TASK TO COMPLETE => The entries are to be given back verbatim; no picture is to be copied.

========================================================================

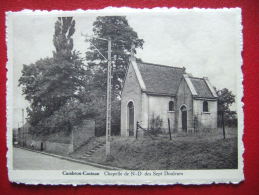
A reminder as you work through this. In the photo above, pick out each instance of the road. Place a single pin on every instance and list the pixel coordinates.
(27, 160)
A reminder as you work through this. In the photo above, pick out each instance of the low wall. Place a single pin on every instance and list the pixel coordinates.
(60, 148)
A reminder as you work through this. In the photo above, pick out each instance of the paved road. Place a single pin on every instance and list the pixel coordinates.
(27, 160)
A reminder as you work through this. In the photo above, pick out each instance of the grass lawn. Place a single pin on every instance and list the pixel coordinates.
(199, 151)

========================================================================

ANSWER SPACE =>
A reminder as you work through this. In the photo above, pick out each instance of the road. Place a single pin on every instance and list the pixel coordinates.
(27, 160)
A reminder as you work through this. In the photo above, pick out each instance of the low wall. Place a single pin on every instance and list the pixel coordinates.
(60, 148)
A reminder as you work through this. In the photo above, pick out each instance of the paved road. Place a single pin on every instance and list the pixel coordinates.
(27, 160)
A reminder as you work through this. In the photo above, pick out each instance of the grass lawn. Place a single pin on every instance and list the pixel coordinates.
(199, 151)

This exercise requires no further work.